Excerpts from point annotation data.

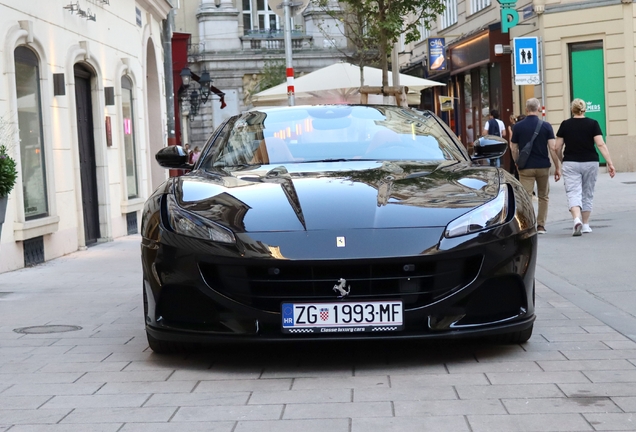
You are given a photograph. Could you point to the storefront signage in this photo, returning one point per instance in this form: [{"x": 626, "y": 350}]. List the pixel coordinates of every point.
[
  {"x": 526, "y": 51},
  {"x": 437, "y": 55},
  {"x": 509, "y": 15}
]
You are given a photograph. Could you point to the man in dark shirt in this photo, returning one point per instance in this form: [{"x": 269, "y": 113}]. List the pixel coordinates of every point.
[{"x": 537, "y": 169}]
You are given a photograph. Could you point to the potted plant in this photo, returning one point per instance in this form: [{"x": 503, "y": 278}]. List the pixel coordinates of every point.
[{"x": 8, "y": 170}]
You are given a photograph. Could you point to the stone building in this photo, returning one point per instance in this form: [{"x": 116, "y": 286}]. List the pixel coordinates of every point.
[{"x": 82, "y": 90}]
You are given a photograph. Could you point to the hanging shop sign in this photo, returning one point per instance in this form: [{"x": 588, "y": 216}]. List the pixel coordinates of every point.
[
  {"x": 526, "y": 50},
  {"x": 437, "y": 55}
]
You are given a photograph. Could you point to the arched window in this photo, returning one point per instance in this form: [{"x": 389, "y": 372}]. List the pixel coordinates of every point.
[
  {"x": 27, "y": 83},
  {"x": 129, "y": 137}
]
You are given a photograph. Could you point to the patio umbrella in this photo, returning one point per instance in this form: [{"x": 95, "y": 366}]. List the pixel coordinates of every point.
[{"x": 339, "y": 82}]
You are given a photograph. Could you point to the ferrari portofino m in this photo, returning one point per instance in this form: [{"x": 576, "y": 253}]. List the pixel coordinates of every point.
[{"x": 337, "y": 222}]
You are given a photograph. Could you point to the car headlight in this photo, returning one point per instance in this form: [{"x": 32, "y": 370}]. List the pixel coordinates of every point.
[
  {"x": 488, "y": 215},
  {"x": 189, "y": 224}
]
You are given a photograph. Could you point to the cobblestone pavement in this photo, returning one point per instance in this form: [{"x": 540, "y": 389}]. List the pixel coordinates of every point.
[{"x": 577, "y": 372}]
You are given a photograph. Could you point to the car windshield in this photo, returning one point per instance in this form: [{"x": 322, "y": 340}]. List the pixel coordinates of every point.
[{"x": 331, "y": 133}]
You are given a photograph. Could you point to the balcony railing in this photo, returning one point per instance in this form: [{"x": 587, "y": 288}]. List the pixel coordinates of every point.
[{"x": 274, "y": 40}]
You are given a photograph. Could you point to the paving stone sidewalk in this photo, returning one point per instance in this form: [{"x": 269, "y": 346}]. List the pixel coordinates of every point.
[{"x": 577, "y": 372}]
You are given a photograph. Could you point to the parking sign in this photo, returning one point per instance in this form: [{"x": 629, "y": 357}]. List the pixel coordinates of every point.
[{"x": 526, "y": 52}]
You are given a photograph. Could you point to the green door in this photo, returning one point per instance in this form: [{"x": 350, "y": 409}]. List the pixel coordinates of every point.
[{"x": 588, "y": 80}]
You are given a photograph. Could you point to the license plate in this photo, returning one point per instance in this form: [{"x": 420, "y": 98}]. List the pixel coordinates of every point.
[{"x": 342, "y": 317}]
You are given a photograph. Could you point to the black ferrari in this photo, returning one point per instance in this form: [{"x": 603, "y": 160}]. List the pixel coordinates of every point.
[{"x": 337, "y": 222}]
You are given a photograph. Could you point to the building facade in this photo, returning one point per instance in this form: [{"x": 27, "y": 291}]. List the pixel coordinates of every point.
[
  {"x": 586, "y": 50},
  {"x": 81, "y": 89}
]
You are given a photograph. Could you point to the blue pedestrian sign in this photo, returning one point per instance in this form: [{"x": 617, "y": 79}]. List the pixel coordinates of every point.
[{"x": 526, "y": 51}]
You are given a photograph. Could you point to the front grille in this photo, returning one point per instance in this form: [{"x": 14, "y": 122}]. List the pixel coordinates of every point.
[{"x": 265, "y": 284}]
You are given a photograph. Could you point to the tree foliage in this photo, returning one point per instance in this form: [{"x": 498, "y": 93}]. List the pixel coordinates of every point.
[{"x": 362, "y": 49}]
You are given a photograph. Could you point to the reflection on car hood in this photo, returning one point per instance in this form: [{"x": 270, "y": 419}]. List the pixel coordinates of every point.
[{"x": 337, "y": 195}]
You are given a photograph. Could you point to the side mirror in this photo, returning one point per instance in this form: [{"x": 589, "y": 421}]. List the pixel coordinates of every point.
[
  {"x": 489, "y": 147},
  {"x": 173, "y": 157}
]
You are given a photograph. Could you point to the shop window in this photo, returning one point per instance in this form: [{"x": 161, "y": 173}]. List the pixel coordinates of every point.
...
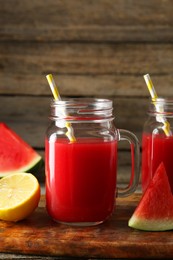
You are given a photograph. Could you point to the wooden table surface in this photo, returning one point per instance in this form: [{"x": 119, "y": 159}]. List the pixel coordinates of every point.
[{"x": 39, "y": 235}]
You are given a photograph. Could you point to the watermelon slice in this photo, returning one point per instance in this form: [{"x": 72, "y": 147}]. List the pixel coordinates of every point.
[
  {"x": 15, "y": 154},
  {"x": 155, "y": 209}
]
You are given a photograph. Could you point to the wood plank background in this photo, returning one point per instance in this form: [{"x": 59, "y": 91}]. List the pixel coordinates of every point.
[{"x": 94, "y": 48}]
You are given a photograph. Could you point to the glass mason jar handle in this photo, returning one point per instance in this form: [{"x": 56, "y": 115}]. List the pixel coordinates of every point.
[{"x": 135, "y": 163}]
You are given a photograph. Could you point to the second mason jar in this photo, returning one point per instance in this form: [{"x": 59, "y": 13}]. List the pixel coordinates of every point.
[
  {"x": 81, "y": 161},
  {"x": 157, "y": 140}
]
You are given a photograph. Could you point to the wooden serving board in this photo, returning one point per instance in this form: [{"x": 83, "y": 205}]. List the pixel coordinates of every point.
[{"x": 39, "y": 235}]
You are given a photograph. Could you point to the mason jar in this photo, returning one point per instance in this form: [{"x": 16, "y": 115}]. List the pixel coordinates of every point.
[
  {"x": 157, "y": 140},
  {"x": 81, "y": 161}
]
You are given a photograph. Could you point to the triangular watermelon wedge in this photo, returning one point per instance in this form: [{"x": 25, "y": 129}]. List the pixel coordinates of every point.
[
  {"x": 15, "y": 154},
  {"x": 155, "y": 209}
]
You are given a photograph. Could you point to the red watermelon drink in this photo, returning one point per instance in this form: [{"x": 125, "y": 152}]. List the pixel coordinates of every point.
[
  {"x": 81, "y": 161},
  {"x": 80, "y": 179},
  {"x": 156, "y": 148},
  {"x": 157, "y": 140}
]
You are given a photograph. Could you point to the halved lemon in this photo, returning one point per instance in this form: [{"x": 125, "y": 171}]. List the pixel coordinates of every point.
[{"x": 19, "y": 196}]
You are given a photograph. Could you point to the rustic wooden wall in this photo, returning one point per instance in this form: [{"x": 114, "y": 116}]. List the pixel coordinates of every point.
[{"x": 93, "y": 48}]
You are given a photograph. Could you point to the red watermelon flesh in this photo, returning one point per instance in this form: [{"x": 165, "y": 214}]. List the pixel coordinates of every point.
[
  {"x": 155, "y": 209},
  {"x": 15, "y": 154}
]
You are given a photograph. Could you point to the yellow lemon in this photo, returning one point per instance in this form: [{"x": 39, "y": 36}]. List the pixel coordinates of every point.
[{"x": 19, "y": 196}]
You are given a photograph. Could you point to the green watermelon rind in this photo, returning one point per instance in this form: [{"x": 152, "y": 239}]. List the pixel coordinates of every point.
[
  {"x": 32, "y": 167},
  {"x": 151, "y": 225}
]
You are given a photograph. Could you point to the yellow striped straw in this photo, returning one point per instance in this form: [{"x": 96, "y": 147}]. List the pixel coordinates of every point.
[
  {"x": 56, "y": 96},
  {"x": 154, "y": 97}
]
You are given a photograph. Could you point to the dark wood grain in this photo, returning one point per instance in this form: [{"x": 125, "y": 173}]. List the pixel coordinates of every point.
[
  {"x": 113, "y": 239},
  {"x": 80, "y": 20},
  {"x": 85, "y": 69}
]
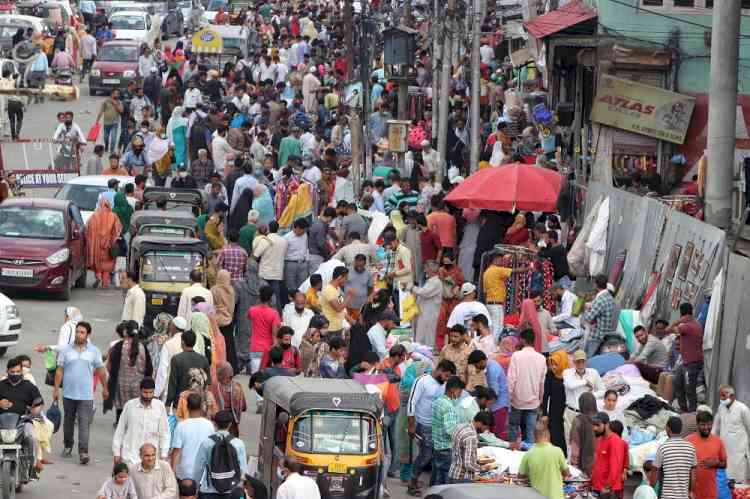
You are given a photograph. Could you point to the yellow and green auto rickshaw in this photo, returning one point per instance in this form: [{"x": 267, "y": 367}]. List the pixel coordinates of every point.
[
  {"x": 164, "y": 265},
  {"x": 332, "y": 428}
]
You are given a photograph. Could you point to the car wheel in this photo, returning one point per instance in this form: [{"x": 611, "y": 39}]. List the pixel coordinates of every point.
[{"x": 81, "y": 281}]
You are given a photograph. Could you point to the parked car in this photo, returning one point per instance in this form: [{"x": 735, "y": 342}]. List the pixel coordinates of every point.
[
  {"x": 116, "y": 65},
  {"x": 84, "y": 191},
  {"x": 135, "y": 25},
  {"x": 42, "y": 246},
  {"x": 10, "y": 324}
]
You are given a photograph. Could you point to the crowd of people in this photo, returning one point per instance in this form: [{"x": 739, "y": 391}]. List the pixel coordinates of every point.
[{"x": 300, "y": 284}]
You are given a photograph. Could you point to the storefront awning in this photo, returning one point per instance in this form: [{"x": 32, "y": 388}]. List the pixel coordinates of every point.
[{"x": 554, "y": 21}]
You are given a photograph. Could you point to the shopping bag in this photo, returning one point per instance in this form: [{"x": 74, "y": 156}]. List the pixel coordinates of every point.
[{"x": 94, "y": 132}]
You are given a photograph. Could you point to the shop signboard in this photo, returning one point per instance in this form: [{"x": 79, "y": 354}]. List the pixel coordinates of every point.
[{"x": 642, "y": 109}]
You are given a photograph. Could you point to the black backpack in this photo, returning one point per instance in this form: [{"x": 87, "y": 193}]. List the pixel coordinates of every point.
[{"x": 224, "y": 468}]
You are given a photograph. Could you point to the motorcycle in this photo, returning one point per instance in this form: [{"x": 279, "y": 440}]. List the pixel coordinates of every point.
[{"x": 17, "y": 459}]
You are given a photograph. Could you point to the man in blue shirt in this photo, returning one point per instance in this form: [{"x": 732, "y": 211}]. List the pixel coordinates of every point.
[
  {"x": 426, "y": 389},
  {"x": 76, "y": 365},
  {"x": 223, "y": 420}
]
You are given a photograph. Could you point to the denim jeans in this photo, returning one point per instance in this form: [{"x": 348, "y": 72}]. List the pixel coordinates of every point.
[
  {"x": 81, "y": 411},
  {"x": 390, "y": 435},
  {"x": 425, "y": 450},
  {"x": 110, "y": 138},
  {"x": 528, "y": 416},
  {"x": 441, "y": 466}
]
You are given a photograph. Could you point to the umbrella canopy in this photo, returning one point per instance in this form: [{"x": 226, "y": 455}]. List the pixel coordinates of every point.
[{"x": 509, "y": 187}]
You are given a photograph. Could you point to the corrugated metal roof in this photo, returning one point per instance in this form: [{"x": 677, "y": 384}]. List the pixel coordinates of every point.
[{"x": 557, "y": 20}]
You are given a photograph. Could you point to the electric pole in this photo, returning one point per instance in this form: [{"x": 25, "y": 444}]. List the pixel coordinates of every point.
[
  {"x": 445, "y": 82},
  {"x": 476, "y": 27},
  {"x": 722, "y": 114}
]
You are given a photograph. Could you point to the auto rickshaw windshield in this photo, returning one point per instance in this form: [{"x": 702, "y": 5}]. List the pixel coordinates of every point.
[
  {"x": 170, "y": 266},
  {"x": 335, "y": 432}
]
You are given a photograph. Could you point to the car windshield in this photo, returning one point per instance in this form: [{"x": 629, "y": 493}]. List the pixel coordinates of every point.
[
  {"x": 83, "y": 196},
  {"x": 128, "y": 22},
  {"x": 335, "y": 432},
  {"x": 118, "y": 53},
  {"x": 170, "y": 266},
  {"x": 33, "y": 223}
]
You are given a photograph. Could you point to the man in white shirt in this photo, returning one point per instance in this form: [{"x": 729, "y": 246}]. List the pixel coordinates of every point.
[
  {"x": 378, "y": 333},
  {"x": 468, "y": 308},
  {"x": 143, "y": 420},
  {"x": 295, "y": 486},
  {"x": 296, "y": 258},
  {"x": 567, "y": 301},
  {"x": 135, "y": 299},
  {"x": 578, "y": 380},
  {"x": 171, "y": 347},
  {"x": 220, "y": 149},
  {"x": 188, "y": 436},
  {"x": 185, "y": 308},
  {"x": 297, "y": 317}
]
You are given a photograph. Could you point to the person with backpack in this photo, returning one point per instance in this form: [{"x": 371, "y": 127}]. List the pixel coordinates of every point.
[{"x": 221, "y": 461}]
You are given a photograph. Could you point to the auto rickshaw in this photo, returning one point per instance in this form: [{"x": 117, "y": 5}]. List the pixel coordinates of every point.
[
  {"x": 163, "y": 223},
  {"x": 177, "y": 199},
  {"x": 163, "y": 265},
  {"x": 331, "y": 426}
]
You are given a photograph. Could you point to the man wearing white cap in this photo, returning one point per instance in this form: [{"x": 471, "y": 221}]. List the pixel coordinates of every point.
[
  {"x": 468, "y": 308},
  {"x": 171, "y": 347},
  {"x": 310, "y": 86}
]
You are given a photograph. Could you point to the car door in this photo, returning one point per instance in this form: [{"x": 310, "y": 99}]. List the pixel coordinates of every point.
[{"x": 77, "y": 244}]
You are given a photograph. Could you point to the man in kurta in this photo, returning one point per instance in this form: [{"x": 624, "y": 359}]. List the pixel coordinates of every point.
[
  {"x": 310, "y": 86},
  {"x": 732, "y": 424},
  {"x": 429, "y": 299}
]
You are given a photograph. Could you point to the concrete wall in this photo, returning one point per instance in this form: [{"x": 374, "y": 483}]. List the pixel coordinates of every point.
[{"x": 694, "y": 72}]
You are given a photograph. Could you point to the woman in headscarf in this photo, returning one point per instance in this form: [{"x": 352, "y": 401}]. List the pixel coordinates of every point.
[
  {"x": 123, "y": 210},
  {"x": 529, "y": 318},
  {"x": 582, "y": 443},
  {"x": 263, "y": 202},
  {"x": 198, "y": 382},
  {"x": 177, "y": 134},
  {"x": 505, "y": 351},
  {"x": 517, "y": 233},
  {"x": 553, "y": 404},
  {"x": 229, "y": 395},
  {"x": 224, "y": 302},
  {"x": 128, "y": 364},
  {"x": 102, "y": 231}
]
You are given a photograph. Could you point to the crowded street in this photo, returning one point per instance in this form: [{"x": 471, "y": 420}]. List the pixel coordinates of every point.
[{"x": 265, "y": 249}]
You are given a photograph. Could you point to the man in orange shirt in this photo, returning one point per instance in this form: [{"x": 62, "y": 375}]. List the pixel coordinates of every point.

WHAT IS REQUIRED. Count the lines of the records above that contain the string "building". Reply with the number only.

SOLUTION. 2